▶ What you should do
Transcribe the records below in full; pictures stay out of the copy.

▶ Dataset content

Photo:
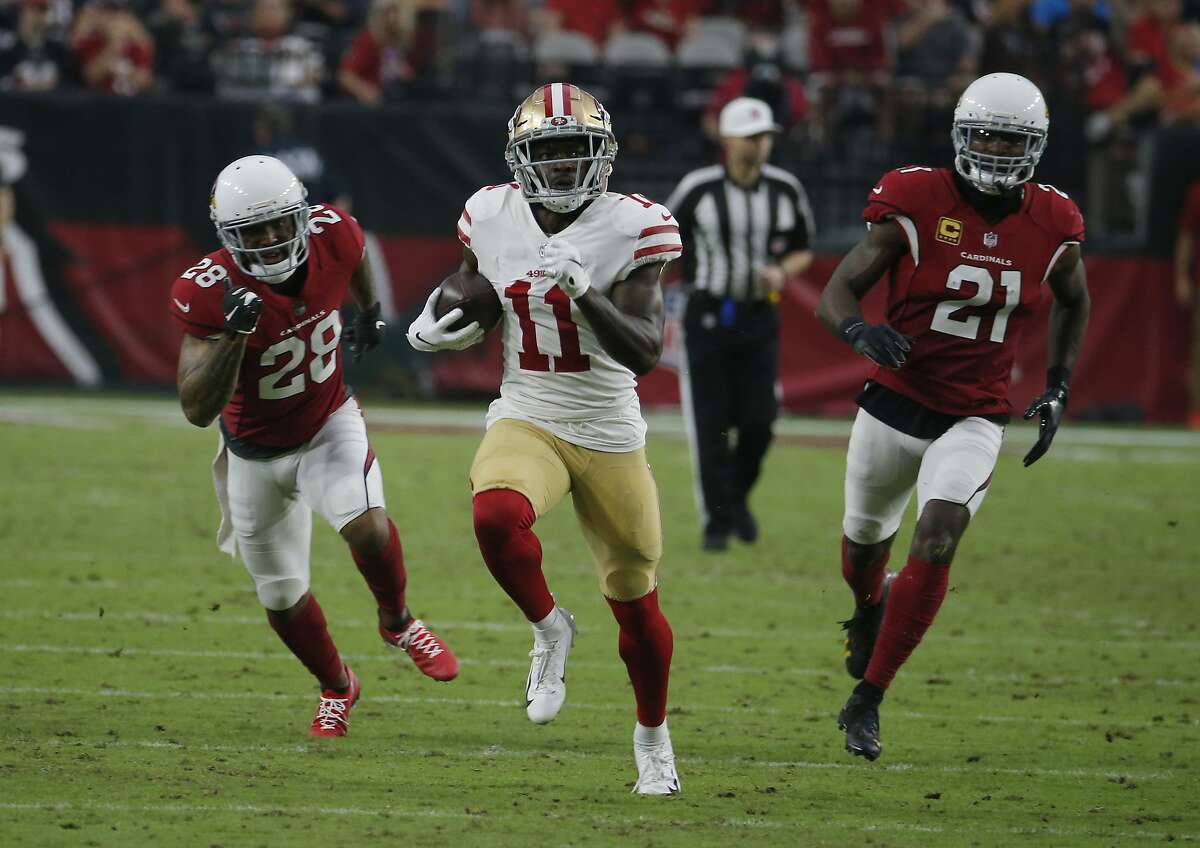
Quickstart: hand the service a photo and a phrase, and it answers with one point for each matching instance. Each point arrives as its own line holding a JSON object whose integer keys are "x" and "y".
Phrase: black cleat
{"x": 745, "y": 527}
{"x": 715, "y": 540}
{"x": 862, "y": 630}
{"x": 861, "y": 721}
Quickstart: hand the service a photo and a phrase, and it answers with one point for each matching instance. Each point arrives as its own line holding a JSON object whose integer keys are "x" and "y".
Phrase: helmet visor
{"x": 268, "y": 246}
{"x": 996, "y": 156}
{"x": 562, "y": 169}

▶ Reply to the task
Photo:
Quickstart: hand the service a photo and a phrase, and it answers with one point for each matching instance. Each point arrives as its own line holding a JSON object whose integer keys are "x" and "y".
Phrase: black cleat
{"x": 745, "y": 527}
{"x": 715, "y": 540}
{"x": 862, "y": 630}
{"x": 861, "y": 721}
Quickstart: hand the service a photo and a phrase, and it answers with one point for each matching instance. Each point arrives as its own line holding a JSON object whose integer keys are "x" and "y".
Phrase: helmet visor
{"x": 268, "y": 246}
{"x": 996, "y": 156}
{"x": 562, "y": 169}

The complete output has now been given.